**PASSAGE TO READ:**
((

His name is Lively, David Lively. With a name like that he’s got to have rhythm, so much so that he’s put out an album called I Got Rhythm (La Musica).
David Lively is a French concert pianist with origins in the United States. He was born within spitting distance of the Ohio River in Ironton, Ohio, then grew up near Chicago, Milwaukee, and finally in Saint-Louis. When he was 16 his piano teacher in pulled some [piano] strings and got David a university scholarship to study in France even though he hadn’t finished high school. He spent the next couple years in the late sixties getting an education in life and piano in the land of Debussy and Ravel. Then he stayed. And stayed. He’s been in France ever since and is called the most American of French pianists. But, as we all are, he’s still hard wired to his roots even after nearly 50 years abroad and although he performs many different composer’s music he has an attachment to American piano music. The album I Got Rhythm is a re-connection to his roots. Lively personally selected and performs Gershwin, Copland, Carter, Ives and other important American composers in a fast paced set of music for piano on his new album. The choice of songs is a panorama of a century and a half of American music. The album is balanced and contrasting and draws you in from the first track with the Maple Leaf Rag by Scott Joplin (the first song ever to sell more than a million copies in the composer’s lifetime). The album closes on another rag and in between you enjoy blues, jazz, square dance hoedown and well-known piano arrangements from Gershwin’s Songbook. All played with amazing technical mastery, verve, lightness and Lively-ness, of course! It is quite clear that with this album Mr. Lively is more than having fun; he is immersed in his element.
In his own words David Lively describes his album:
The expatriate has no home to go back to but the one in his heart. In mine live these incredibly vivid vignettes of American life, of American soul. Returning to them was a travel to the past, my country’s and my very own. Here in you will find our dances, our ballads, expression of joy, sorrow and love. It was also the opportunity to give tribute, my personal vision of how jazz and folklore infused our music for piano from its earliest manifestations to the most recent masterpieces.
In this album I hope you will find Billie Holiday’s timbre, Marilyn Monroe’s sexy voice, Miles Davis’s plaintive wail, my grandmother’s vernacular, the fun of a good ballgame, the gusto of a square dance I remember as a kid.
David Lively’s virtuoso really shines in a contemporary piece called Caténaires by Elliott Carter. Carter and Lively were close friends who met via a « freak encounter in the Paris subway » and collaborated frequently.
Michael Johnson of Facts & Arts says:
I have spent several hours listening to Lively’s almost clinical articulation, easy virtuosity and his sensitivity to the American idiom. I have rarely heard Scott Joplin bounce like this, or felt the Gershwin Songbook trigger the familiar melodies of my past. His Copland, Barber, Ives and Carter all dazzle.
I Got Rhythm is either a trip down memory lane or a discovery of American music and in either case the next album to add to your collection. Plus he’s just a really nice guy.

))

**ASSIGNED TASK 1:** Rewrite the part of the album review that begins at the words "David Lively’s virtuoso" and stops after "Carter all dazzle.", replacing "subway" with "metro".
**ASSIGNED TASK 2:** Translate this sentence from the album review into Spanish: "The choice of songs is a panorama of a century and a half of American music."
Please work only from the album review.

**THE DATA:**
((

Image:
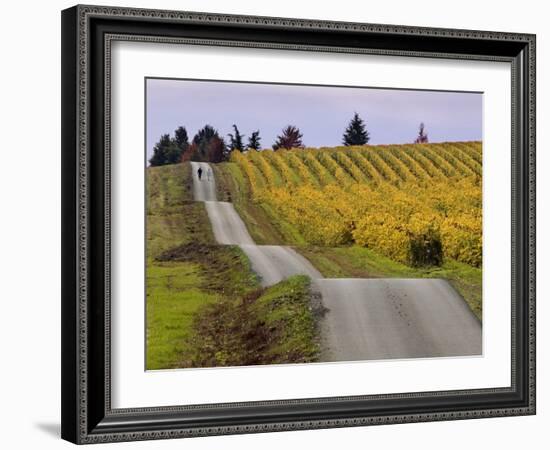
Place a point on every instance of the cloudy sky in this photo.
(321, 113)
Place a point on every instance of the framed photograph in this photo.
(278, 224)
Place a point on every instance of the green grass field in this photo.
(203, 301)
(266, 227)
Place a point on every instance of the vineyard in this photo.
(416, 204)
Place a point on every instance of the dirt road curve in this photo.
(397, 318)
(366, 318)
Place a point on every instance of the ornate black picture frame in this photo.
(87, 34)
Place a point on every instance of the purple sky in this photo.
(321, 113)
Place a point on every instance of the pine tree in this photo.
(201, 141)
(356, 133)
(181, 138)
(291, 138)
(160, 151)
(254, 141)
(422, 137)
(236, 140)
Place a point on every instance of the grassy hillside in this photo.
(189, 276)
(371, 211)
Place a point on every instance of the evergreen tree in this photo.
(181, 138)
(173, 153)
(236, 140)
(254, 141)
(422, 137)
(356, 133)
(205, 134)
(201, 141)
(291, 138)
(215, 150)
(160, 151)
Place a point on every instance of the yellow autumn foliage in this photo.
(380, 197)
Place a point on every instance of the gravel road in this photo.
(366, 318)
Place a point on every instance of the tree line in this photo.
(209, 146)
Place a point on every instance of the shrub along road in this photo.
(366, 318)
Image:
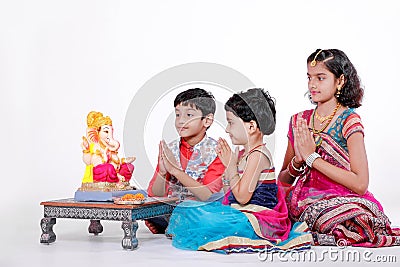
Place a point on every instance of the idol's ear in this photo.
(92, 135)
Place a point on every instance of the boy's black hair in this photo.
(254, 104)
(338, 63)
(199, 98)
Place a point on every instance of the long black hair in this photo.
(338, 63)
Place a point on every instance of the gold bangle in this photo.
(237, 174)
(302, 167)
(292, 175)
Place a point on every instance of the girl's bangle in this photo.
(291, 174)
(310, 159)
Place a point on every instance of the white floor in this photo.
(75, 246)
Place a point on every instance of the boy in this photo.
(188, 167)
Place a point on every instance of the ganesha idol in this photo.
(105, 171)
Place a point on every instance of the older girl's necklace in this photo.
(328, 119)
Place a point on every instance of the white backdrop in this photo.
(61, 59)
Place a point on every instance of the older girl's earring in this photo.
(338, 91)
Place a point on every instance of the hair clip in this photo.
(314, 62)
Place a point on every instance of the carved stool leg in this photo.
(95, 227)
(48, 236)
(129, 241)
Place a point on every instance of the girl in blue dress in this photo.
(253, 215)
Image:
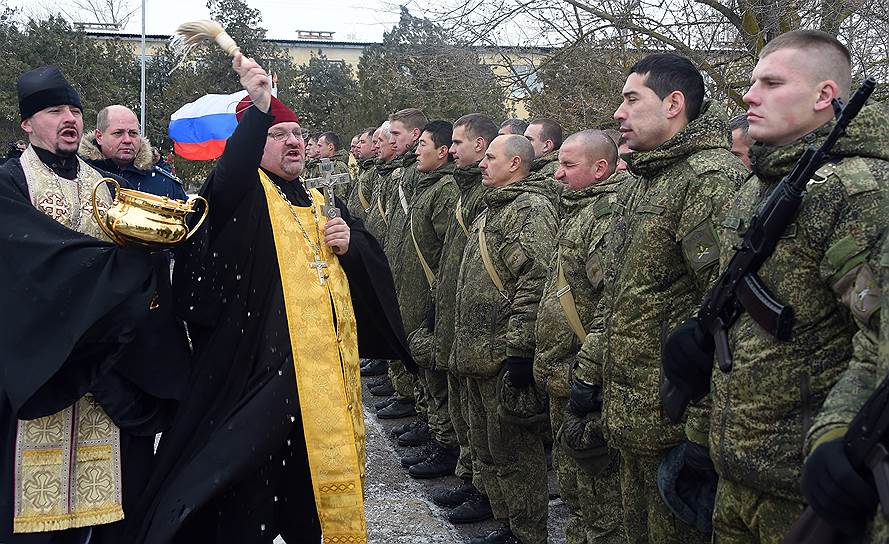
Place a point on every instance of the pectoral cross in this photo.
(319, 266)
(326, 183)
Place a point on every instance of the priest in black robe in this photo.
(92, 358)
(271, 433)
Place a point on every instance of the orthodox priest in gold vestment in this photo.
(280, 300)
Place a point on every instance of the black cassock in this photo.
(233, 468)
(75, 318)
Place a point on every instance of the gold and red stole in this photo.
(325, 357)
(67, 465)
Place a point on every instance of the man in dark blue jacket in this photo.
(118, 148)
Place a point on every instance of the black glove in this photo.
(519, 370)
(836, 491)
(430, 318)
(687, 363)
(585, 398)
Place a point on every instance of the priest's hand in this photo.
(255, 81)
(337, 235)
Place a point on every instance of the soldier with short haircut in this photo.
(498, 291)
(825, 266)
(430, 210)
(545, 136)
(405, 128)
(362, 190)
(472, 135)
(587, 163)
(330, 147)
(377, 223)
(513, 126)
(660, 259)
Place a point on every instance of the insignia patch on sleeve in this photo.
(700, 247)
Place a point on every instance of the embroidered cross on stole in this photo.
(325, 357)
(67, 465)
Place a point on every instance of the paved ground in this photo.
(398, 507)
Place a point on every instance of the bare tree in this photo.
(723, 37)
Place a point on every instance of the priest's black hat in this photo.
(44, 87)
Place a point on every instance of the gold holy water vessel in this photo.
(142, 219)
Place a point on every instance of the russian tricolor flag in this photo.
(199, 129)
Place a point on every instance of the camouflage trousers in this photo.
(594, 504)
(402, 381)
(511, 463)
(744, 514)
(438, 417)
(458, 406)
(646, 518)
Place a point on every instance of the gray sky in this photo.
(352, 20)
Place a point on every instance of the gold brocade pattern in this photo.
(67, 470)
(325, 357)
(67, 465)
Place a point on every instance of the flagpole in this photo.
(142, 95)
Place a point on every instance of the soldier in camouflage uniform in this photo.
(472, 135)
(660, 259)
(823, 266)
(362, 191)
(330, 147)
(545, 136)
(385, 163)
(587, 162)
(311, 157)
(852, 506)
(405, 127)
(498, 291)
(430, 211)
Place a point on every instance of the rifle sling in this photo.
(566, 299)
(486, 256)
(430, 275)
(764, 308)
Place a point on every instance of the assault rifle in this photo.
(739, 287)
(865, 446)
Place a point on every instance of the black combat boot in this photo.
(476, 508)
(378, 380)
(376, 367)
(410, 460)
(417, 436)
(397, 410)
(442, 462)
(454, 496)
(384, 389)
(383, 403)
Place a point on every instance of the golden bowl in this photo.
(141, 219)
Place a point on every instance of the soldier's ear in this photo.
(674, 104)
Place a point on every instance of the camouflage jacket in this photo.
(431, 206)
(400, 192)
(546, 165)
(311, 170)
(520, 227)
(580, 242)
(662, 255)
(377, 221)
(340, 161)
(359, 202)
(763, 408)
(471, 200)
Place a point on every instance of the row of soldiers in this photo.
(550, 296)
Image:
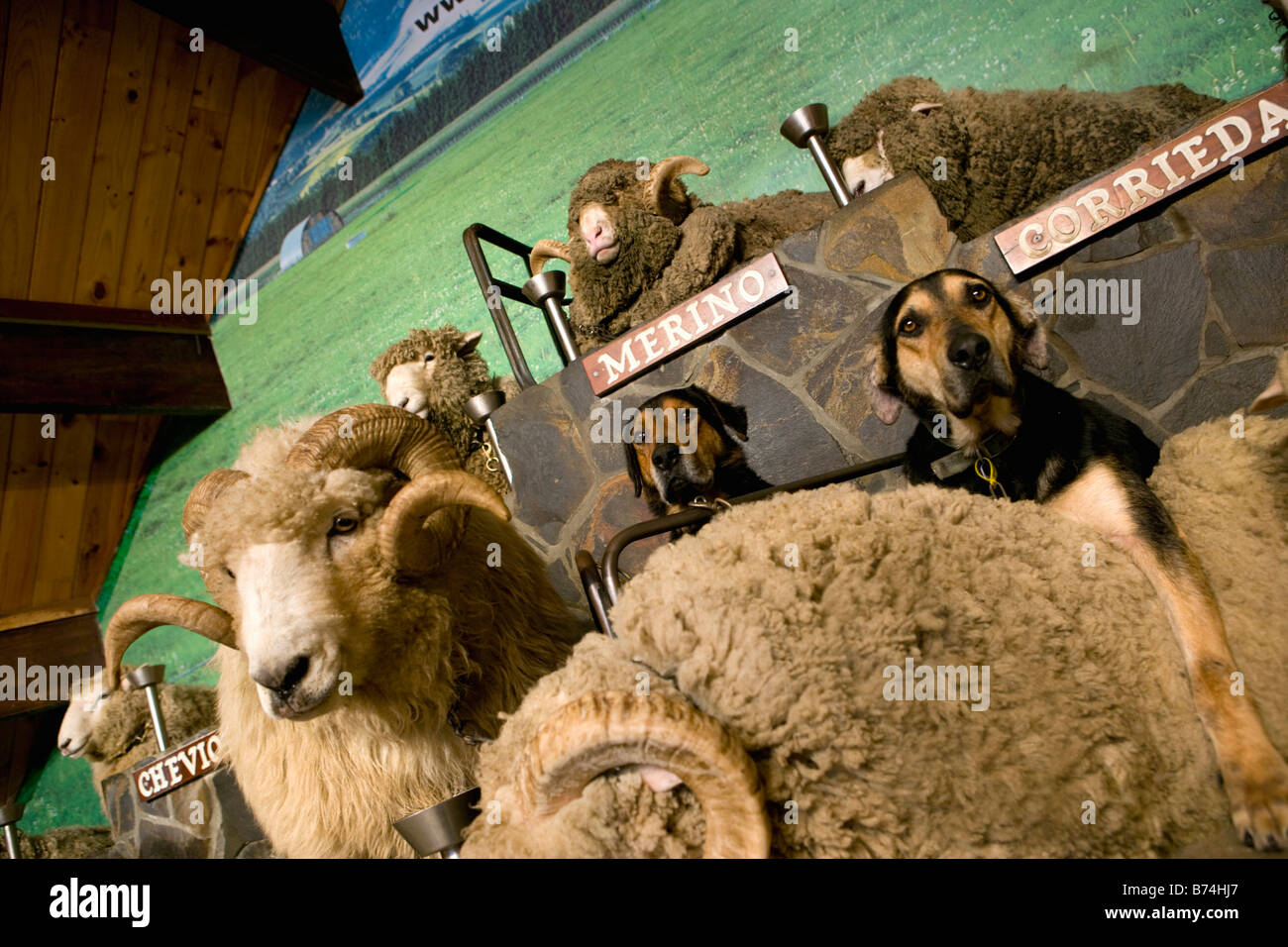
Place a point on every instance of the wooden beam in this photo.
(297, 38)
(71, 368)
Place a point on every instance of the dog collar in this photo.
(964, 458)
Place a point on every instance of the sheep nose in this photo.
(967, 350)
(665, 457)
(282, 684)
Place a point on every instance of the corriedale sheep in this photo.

))
((

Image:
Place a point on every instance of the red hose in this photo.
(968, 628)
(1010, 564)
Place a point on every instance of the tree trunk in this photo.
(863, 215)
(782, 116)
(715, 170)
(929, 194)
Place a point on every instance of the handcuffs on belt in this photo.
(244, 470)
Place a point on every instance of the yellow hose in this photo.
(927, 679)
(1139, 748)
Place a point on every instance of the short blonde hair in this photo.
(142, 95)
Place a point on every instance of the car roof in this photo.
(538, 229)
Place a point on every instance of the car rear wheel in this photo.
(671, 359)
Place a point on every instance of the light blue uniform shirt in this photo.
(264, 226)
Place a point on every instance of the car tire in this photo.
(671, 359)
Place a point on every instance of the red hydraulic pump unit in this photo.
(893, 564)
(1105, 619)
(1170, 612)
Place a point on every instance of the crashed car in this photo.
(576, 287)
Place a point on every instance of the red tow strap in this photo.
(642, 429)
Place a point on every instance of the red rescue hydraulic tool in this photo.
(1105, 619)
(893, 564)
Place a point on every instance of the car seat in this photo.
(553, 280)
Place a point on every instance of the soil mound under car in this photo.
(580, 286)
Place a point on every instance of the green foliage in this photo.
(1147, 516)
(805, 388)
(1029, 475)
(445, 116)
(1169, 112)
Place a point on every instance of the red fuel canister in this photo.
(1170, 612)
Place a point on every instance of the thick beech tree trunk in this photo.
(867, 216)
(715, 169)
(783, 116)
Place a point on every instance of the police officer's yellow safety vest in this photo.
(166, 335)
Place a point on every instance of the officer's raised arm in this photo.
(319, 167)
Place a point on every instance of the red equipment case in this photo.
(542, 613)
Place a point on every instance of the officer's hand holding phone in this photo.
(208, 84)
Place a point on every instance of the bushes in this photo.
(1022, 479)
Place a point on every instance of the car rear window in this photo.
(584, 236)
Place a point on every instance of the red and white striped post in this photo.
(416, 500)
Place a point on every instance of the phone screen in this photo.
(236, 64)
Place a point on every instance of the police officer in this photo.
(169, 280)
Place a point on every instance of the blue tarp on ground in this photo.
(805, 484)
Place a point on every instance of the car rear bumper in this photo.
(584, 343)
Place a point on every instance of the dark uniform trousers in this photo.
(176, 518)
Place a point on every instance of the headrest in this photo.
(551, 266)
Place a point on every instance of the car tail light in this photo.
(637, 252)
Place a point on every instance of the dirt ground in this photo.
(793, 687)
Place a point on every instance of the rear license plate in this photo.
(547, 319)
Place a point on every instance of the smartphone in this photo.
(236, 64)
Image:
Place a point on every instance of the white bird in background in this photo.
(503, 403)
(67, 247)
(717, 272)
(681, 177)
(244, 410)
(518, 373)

))

**ANSWER AREA 1:**
David Lively’s virtuoso really shines in a contemporary piece called Caténaires by Elliott Carter. Carter and Lively were close friends who met via a « freak encounter in the Paris metro » and collaborated frequently.
Michael Johnson of Facts & Arts says:
I have spent several hours listening to Lively’s almost clinical articulation, easy virtuosity and his sensitivity to the American idiom. I have rarely heard Scott Joplin bounce like this, or felt the Gershwin Songbook trigger the familiar melodies of my past. His Copland, Barber, Ives and Carter all dazzle.

**ANSWER AREA 2:** La selección de canciones es un panorama de un siglo y medio de música estadounidense.